EXTRACTED DATA:
= = = =
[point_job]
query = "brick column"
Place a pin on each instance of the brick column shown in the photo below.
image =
= = = =
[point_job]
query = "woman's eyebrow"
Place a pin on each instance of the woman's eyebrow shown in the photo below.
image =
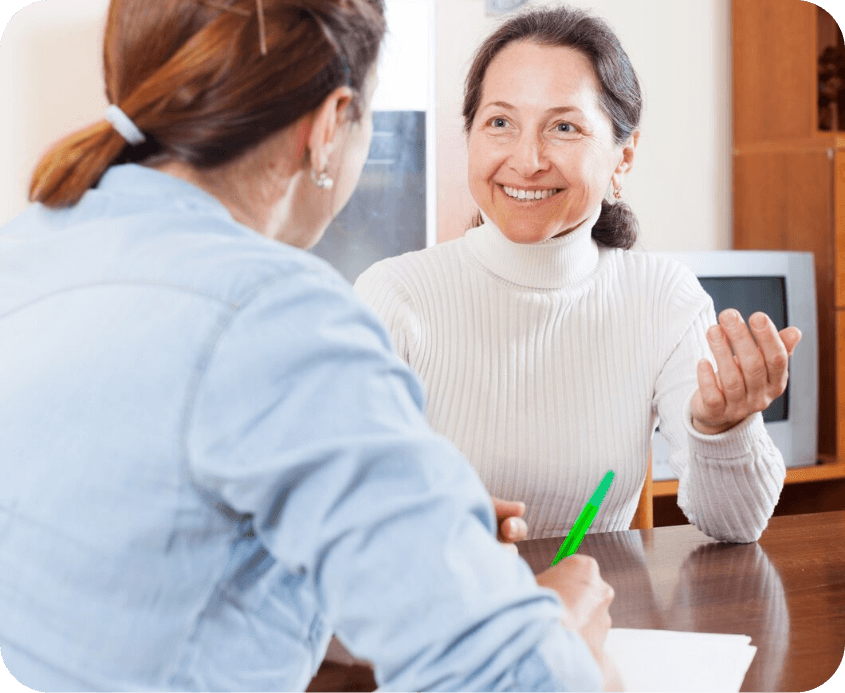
= = = =
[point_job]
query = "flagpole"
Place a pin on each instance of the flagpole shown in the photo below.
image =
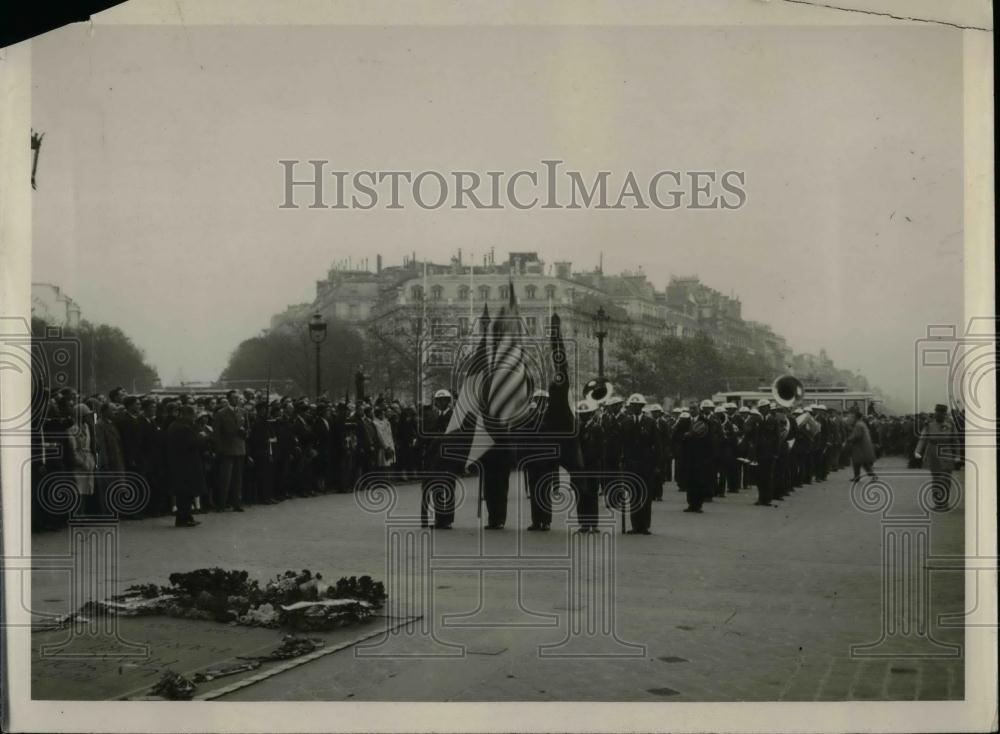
= = = =
THE PROBLEM: Working from the material above, state how many lines contain "column"; give only the number.

THE ANSWER: 2